**Task to carry out**
Pick out each line in the records below that contains the word "hair", and copy those lines.

Pointing records:
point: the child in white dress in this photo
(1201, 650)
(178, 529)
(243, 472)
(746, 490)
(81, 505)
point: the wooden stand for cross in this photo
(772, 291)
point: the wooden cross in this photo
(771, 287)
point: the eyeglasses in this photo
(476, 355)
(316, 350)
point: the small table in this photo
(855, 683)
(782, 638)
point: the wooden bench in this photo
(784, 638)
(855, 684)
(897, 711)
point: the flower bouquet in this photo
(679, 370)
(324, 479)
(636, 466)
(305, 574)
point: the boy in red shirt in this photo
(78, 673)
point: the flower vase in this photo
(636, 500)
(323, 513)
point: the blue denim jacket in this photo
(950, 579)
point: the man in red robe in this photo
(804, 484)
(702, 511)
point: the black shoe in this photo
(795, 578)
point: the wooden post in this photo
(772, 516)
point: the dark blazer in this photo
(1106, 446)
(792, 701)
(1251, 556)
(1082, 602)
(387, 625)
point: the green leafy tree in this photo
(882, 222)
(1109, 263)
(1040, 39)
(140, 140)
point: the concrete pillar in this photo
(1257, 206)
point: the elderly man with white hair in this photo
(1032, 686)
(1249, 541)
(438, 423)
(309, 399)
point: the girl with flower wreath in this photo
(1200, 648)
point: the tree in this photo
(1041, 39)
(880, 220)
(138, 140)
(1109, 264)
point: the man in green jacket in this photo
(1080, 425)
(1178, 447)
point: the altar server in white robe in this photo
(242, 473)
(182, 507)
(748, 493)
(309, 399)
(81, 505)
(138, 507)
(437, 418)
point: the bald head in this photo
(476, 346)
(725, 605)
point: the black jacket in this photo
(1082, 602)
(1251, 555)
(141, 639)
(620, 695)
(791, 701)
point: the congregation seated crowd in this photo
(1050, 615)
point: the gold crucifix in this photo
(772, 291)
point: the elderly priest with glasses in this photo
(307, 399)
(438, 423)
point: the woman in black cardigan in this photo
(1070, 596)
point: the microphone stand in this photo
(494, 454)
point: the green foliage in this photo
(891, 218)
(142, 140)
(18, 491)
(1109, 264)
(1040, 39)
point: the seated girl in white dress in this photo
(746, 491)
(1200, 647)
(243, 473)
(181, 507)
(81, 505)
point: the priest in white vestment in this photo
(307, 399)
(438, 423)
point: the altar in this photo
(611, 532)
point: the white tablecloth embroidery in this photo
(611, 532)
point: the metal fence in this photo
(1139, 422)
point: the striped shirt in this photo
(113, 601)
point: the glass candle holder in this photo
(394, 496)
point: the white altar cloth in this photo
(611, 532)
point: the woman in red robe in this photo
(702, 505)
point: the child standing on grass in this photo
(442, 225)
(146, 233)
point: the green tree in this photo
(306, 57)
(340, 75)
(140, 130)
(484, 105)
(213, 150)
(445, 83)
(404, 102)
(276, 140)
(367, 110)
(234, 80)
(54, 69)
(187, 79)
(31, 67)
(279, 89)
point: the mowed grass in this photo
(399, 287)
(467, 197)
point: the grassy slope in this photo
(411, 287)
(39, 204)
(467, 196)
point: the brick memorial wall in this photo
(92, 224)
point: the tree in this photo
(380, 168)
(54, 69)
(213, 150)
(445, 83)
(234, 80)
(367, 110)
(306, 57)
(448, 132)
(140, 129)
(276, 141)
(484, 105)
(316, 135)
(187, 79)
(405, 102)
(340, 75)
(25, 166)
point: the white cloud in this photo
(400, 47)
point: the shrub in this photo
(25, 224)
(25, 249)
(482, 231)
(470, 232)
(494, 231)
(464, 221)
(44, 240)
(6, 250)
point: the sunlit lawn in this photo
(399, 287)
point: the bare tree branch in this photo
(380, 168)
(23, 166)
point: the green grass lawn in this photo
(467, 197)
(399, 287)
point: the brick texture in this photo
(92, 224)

* * *

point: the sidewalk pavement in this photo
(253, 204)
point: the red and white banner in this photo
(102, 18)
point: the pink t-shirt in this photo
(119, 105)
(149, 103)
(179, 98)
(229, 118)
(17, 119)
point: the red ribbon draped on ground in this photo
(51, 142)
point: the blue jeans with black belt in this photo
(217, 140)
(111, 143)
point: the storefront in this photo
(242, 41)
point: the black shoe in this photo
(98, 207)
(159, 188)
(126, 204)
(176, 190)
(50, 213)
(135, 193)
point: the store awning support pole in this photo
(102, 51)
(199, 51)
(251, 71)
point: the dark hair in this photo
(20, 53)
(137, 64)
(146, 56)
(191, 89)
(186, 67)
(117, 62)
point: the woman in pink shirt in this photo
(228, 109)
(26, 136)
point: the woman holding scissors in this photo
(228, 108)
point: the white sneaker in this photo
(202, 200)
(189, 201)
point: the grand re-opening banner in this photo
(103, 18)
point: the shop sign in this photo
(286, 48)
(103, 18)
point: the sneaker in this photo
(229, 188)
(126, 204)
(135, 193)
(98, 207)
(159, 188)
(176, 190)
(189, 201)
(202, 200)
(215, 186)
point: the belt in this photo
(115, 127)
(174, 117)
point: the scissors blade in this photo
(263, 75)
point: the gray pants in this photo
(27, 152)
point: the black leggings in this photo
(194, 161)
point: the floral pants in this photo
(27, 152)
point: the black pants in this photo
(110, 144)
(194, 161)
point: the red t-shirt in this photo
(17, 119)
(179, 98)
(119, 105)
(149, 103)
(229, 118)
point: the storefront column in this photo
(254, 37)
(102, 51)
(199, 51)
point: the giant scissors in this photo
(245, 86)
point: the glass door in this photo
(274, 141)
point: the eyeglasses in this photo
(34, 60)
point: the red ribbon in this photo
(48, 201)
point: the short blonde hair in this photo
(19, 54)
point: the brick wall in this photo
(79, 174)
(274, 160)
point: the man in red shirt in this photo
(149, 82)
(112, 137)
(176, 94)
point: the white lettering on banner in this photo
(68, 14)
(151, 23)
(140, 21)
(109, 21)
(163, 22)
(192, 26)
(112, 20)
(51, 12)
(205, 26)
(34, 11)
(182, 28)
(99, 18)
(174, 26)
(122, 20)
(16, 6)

==

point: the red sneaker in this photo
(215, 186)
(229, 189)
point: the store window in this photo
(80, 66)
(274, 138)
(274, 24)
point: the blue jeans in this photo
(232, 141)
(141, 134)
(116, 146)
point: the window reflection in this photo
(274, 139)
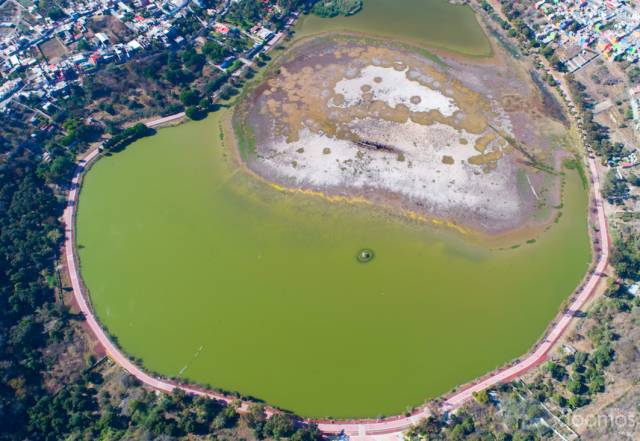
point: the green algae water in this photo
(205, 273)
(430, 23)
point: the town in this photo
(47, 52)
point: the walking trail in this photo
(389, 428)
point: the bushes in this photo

**Solution to the problem**
point: the elderly man with white hair in this photo
point: the dark hair in this photo
point: the short blonde hair in this photo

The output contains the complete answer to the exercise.